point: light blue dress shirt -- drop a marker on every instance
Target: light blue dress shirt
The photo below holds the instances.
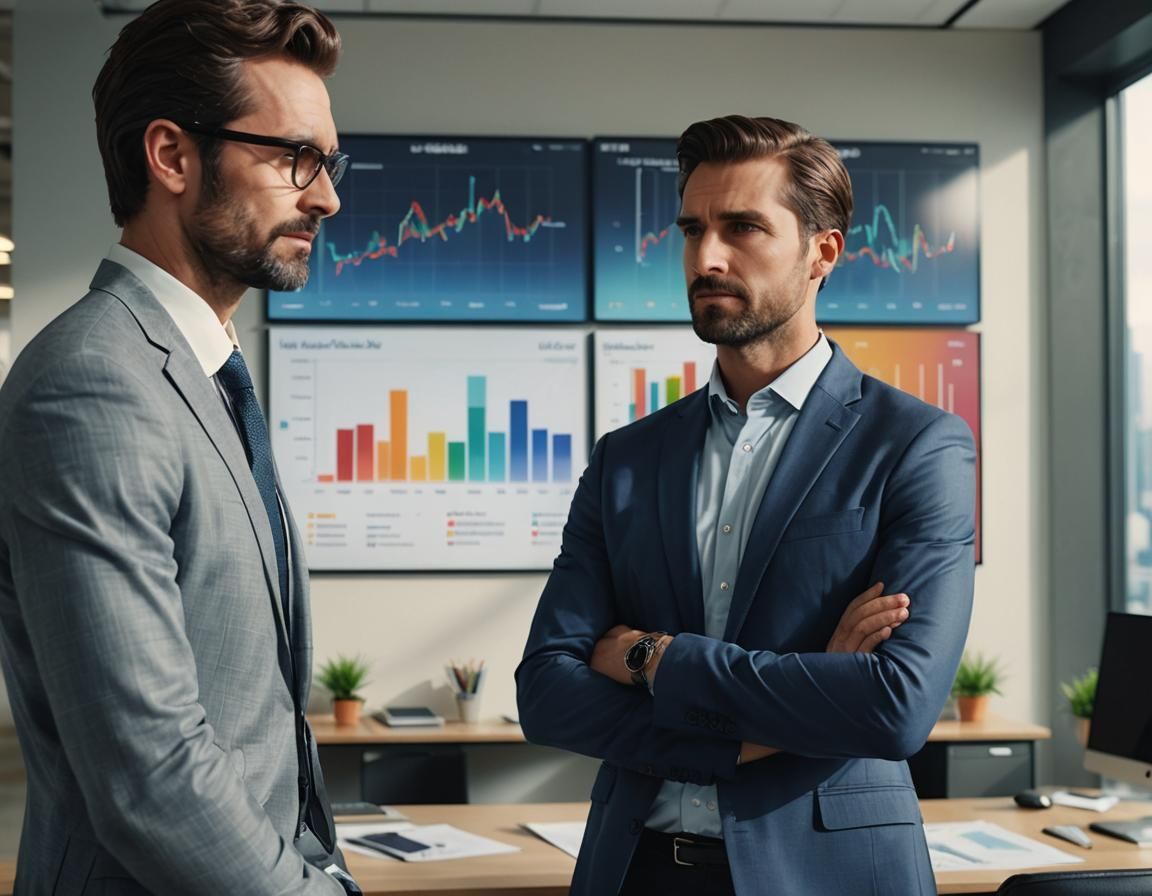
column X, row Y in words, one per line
column 741, row 450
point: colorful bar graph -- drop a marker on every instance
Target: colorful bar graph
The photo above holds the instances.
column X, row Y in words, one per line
column 345, row 456
column 398, row 401
column 477, row 423
column 518, row 455
column 539, row 455
column 365, row 447
column 517, row 434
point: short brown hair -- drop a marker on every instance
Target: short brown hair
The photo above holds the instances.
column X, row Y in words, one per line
column 181, row 60
column 820, row 194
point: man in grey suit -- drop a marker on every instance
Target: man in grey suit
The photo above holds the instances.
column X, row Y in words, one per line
column 153, row 594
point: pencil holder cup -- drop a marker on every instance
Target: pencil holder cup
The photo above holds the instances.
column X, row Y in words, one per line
column 468, row 705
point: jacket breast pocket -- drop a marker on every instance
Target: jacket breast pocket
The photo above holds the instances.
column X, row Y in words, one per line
column 841, row 809
column 825, row 524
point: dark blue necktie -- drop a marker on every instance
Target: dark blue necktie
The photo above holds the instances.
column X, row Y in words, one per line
column 235, row 379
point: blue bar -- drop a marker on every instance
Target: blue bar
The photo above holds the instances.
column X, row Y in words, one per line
column 477, row 422
column 539, row 455
column 517, row 437
column 495, row 456
column 561, row 458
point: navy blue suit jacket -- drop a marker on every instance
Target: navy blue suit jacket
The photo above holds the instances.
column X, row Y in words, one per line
column 873, row 485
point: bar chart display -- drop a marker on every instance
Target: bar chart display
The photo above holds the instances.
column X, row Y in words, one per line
column 429, row 449
column 451, row 229
column 938, row 366
column 911, row 253
column 641, row 371
column 636, row 244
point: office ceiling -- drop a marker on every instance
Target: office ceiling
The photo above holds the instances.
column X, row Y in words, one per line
column 991, row 14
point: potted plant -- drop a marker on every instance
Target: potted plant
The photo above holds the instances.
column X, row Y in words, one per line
column 343, row 677
column 1081, row 696
column 976, row 678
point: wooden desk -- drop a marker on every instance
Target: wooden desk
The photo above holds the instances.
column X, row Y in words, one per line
column 961, row 759
column 542, row 870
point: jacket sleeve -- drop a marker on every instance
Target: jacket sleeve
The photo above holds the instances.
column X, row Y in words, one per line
column 562, row 701
column 90, row 488
column 879, row 705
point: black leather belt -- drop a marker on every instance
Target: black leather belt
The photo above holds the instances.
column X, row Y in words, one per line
column 684, row 849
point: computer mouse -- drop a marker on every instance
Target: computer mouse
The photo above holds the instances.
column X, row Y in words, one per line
column 1032, row 799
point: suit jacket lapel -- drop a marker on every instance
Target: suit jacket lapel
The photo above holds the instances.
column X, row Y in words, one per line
column 676, row 477
column 824, row 423
column 187, row 377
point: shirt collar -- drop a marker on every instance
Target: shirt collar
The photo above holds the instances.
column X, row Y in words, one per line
column 793, row 385
column 197, row 323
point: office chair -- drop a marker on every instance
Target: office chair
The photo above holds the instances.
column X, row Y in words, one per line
column 1080, row 883
column 415, row 777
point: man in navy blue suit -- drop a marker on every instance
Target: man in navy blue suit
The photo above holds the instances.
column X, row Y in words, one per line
column 699, row 631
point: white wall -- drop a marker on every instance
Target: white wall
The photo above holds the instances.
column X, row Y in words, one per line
column 521, row 78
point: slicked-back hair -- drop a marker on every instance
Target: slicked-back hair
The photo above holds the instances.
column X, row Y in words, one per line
column 181, row 60
column 819, row 191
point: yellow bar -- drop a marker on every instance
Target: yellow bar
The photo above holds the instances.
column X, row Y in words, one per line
column 383, row 455
column 399, row 465
column 438, row 456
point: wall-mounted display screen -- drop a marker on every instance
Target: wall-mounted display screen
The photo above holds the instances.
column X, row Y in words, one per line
column 429, row 449
column 636, row 244
column 436, row 228
column 911, row 255
column 939, row 366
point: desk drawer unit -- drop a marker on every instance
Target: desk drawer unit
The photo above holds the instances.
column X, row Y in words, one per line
column 972, row 769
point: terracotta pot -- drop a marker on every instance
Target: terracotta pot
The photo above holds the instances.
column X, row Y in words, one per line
column 1083, row 726
column 972, row 708
column 347, row 712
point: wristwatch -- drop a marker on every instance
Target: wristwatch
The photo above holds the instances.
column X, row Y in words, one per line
column 639, row 655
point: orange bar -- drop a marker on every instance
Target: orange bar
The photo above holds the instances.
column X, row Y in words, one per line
column 399, row 423
column 383, row 455
column 689, row 377
column 638, row 399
□ □ □ □ □ □ □
#### Requirements:
Please update the data above by replacing "drop a marker on every instance" with "place a marker on each instance" wherever it appears, keeping everything else the same. Leave the pictures out of your answer.

#### Solved problem:
point: light blue dress shirt -- place a marker on each instance
Target: light blue dress shirt
The photo below holds the instances.
column X, row Y in words, one per line
column 741, row 450
point: colorful bar graph -- place a marker on each instance
Target: colorful bar graph
The photo above holds the instances.
column X, row Y in words, one per line
column 345, row 456
column 398, row 401
column 477, row 423
column 518, row 455
column 539, row 455
column 365, row 447
column 517, row 434
point: short brown hair -- place a marker on each instance
Target: short brown hair
The photo above holds the instances.
column X, row Y in words, one per line
column 181, row 60
column 820, row 194
point: man in grey suit -- place a marker on each instance
Target: man in grey suit
The photo above holds the instances.
column X, row Y in words, one per line
column 153, row 594
point: pencil holder cup -- place a marker on each instance
Target: pencil holder cup
The photo above holds the instances.
column X, row Y in words, one per line
column 468, row 705
point: jacket breast pocket -- place a marker on each instance
Target: jacket breast pocket
The photo above holds the instances.
column X, row Y in words, one per line
column 841, row 809
column 825, row 524
point: dark blue necktie -- place a marker on each instance
Target: dark blue necktie
The photo above holds the instances.
column X, row Y in words, one per line
column 235, row 379
point: blue bar -- place a marker on each instance
Target: blue bar
The photo above holds the instances.
column X, row Y in words, one per line
column 477, row 422
column 539, row 455
column 517, row 437
column 495, row 456
column 561, row 458
point: navy blue suit jacket -- place a marker on each instance
Target: navy blue suit jacket
The photo above holds the instances.
column X, row Y in words, one per line
column 873, row 485
point: bar chart display -- place a marker on each instance
Target: bar chart display
The photo above holds the instances.
column X, row Y in words, one per line
column 429, row 449
column 451, row 229
column 938, row 366
column 911, row 253
column 641, row 371
column 636, row 244
point: office ceiling -- place a marker on each instance
Target: office ceiling
The photo above holds the instances.
column X, row Y in words, one per line
column 991, row 14
point: potted plant -- place a marker on each instance
Target: potted plant
The photo above holds the instances.
column X, row Y in words, one per line
column 343, row 677
column 1081, row 696
column 976, row 678
point: wooden desk -- place a marker on each instance
Target: wooden desk
The photo above holds the instances.
column X, row Y in words, one per line
column 961, row 759
column 542, row 870
point: jacket sleeve -- place a marker on each instance
Target: jacket sleeve
The photo above holds the instances.
column X, row Y in words, one per line
column 562, row 701
column 90, row 488
column 879, row 705
point: black leather belt -- place a marker on each instance
Target: black leather belt
The photo above holds the instances.
column X, row Y in words, one per line
column 684, row 849
point: computer mouse -- place a marker on each instance
Target: computer mouse
The photo above holds the instances.
column X, row Y in words, one per line
column 1032, row 799
point: suit jacket lapel -- place a marker on each instance
Target: suit jacket lapel
The photo above holds the instances.
column X, row Y in words, one per line
column 676, row 477
column 824, row 423
column 187, row 377
point: shirt collar -- place a marker on each instance
Target: shirt collar
The photo above holds the instances.
column X, row Y in words, one per line
column 793, row 385
column 197, row 323
point: office chair -- place a marker on each instance
Target: office chair
The photo above holds the instances.
column X, row Y in words, one per line
column 1080, row 883
column 415, row 777
point: man in navy blue suit -- place a marker on each instance
Target: man in navy blue suit
The photo above holds the instances.
column X, row Y in words, one per line
column 699, row 631
point: white wall -- place a marker on each instance
Target: white wall
The photo above holds the instances.
column X, row Y in words, one per line
column 521, row 78
point: slicked-back hair -- place a marker on each instance
Target: slicked-back hair
The photo above holds the instances.
column X, row Y in words, one per line
column 181, row 60
column 819, row 191
point: yellow bar -- place a marker on each instance
Target: yellow bar
The photo above holds the instances.
column X, row Y in words, one per line
column 383, row 455
column 399, row 465
column 438, row 456
point: wall-mounted display screen -- place a marker on each instance
Target: wall-mounted display screen
The photo above holds the instances.
column X, row Y in words, one per line
column 429, row 449
column 636, row 244
column 436, row 228
column 911, row 255
column 939, row 366
point: desk drawer unit -- place a marker on each instance
Target: desk drawer unit
The photo above holds the instances.
column X, row Y in words, one per line
column 972, row 769
point: terracotta pot -- place a marker on each instance
Target: terracotta pot
The photo above holds the instances.
column X, row Y in words, one per line
column 1083, row 726
column 972, row 708
column 347, row 712
point: wristwatch -- place a marker on each instance
Target: wristwatch
The photo above holds the instances.
column X, row Y in words, one per line
column 639, row 655
point: orange bar -- place a marker on each instance
Target: orange bar
The photo above holds the instances.
column X, row Y in words, one per line
column 399, row 423
column 383, row 455
column 689, row 377
column 638, row 399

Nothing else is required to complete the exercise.